* **Uit te voeren taak**: Haal uit de lijst hieronder elke regel die het woord "leaf" bevat en neem die regels ongewijzigd over. Hoofdletters en kleine letters tellen mee.

------ Aangeleverde gegevens

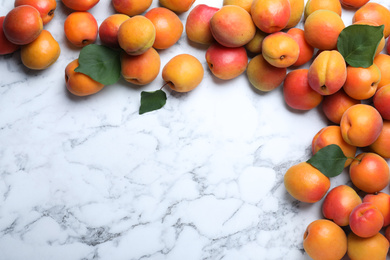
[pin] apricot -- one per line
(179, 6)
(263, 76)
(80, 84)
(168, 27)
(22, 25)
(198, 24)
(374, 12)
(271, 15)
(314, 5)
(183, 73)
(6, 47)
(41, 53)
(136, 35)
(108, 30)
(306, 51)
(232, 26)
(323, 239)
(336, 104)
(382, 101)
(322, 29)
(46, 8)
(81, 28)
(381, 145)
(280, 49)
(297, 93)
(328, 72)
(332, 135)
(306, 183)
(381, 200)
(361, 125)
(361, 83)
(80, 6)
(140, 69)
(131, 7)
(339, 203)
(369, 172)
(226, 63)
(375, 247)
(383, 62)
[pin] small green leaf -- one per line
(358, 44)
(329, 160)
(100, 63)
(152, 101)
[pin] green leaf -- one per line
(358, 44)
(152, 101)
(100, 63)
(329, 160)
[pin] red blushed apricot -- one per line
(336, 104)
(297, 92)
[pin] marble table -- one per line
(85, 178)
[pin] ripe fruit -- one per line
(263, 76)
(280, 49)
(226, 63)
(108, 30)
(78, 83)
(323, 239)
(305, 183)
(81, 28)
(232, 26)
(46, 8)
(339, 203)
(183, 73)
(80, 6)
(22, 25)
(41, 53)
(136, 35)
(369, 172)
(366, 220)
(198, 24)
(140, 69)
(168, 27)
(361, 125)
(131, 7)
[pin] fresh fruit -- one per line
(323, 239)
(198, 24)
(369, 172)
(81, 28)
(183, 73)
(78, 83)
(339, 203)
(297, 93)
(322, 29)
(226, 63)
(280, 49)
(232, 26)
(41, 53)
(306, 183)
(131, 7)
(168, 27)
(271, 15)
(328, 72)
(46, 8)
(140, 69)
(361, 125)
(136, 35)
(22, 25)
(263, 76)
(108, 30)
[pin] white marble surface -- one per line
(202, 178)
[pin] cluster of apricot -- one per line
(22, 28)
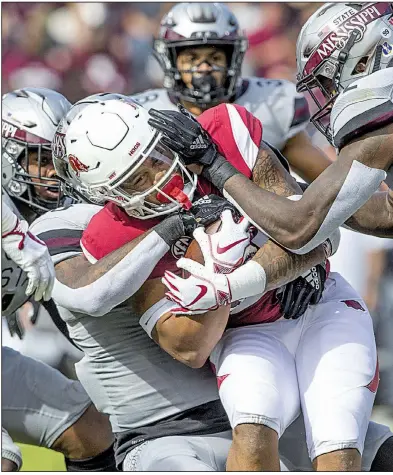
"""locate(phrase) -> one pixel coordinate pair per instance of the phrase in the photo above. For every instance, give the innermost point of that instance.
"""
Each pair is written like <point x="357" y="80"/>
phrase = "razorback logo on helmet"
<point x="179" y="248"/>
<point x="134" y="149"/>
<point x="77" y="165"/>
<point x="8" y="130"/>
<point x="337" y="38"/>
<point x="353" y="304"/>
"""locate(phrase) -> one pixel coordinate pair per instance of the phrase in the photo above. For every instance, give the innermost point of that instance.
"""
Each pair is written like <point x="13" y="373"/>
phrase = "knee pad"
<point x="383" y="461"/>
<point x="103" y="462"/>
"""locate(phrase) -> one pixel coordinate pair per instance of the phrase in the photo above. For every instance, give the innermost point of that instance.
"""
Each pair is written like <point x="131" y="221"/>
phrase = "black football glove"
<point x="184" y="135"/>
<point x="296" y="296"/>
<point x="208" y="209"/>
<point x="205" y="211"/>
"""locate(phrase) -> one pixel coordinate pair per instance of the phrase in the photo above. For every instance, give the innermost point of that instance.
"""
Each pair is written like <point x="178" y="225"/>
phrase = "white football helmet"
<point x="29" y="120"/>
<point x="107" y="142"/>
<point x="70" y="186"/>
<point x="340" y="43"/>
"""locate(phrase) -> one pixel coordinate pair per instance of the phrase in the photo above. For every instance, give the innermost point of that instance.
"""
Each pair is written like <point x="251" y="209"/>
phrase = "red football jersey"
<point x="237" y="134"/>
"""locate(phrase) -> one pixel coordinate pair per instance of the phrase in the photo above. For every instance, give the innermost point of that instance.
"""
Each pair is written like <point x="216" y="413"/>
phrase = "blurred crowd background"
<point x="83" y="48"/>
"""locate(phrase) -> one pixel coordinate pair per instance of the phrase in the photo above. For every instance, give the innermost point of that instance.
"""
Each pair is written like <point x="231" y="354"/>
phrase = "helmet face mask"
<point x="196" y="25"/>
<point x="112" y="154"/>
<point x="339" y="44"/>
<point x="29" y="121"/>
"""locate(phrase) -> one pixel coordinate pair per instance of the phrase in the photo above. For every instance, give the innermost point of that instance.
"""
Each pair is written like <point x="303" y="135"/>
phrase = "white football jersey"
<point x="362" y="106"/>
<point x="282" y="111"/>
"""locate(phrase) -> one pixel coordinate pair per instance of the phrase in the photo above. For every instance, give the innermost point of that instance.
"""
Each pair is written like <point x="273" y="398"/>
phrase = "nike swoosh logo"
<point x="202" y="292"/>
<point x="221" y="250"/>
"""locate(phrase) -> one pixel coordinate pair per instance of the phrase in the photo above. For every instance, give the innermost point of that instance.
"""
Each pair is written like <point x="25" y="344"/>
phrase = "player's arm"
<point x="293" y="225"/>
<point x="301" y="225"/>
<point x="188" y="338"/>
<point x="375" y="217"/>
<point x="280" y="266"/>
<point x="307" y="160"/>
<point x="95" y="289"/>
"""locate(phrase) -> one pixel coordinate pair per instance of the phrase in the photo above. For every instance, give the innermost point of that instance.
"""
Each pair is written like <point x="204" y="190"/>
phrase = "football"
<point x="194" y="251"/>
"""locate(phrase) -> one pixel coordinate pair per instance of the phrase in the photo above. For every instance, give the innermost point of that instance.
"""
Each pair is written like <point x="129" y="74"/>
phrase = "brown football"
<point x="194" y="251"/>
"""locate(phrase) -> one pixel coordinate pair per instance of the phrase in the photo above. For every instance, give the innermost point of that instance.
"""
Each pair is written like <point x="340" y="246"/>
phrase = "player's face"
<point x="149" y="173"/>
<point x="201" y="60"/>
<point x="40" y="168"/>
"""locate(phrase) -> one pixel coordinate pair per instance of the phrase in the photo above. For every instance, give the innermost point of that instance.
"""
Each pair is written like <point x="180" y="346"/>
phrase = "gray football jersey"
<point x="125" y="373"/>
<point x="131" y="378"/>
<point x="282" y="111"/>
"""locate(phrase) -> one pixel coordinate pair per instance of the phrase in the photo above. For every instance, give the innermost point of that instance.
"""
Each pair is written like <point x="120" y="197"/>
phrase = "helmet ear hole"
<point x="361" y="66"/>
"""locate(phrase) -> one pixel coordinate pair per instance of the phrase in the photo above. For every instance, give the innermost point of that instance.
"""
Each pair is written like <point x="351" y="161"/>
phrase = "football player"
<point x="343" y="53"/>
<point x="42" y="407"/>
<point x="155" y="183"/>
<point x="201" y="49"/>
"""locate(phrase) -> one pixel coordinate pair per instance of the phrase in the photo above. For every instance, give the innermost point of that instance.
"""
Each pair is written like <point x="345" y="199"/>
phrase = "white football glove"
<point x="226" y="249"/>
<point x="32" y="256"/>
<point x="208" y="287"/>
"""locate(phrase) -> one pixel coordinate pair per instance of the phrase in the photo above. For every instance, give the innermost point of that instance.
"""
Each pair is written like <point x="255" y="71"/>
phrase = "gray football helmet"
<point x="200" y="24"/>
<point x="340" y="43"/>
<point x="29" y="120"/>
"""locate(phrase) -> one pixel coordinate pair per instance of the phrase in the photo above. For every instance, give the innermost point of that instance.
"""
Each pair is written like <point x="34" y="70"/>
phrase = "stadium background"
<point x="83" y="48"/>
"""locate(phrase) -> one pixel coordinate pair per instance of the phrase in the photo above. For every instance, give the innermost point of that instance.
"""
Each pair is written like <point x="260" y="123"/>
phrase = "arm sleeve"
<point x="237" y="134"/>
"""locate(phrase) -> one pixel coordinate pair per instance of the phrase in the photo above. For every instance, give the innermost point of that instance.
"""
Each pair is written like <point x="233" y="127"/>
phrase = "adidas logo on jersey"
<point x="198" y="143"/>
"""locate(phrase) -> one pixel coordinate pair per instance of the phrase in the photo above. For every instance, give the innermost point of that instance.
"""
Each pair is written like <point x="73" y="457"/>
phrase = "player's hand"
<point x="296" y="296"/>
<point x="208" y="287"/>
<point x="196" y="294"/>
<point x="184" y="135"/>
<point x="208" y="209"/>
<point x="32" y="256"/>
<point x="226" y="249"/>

------------

* **Antwoord op oefening**:
[pin] small green leaf -- one per line
[pin] green leaf -- one per line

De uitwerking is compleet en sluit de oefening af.